Exercise objective: Would you repeat the entries below exactly and omit the pictures?

[Natural language region descriptions]
━━━━━━━━━━
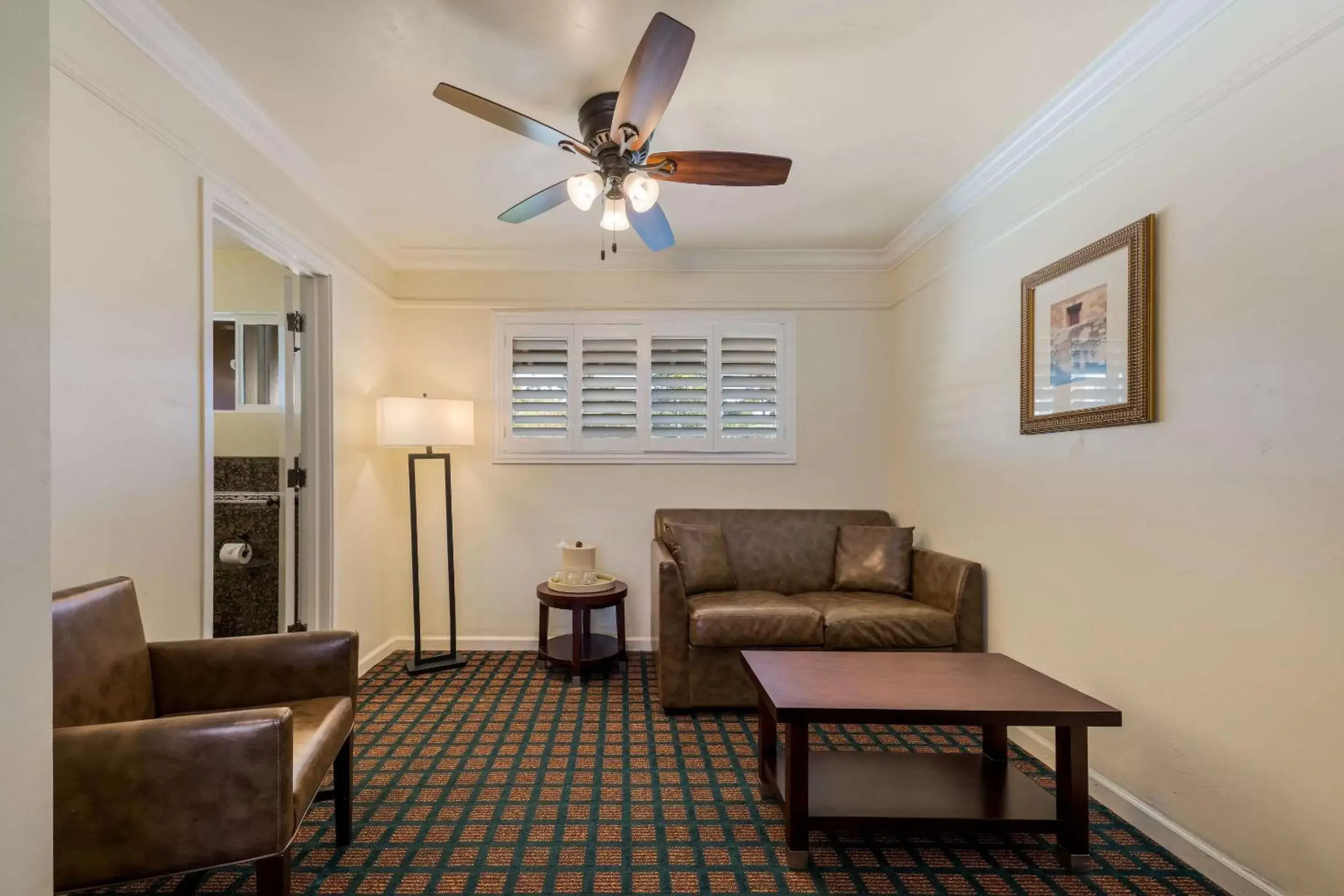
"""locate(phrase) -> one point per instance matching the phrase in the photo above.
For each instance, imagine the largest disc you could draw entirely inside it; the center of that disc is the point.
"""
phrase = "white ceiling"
(883, 105)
━━━━━━━━━━
Written reply:
"""locate(phrase) -> one point per instance matching the phrase in the photo above.
For each instance, imagine the largest disc you could draw entirely inside it; the center of that disc is the point.
"""
phrase = "white ceiling"
(883, 105)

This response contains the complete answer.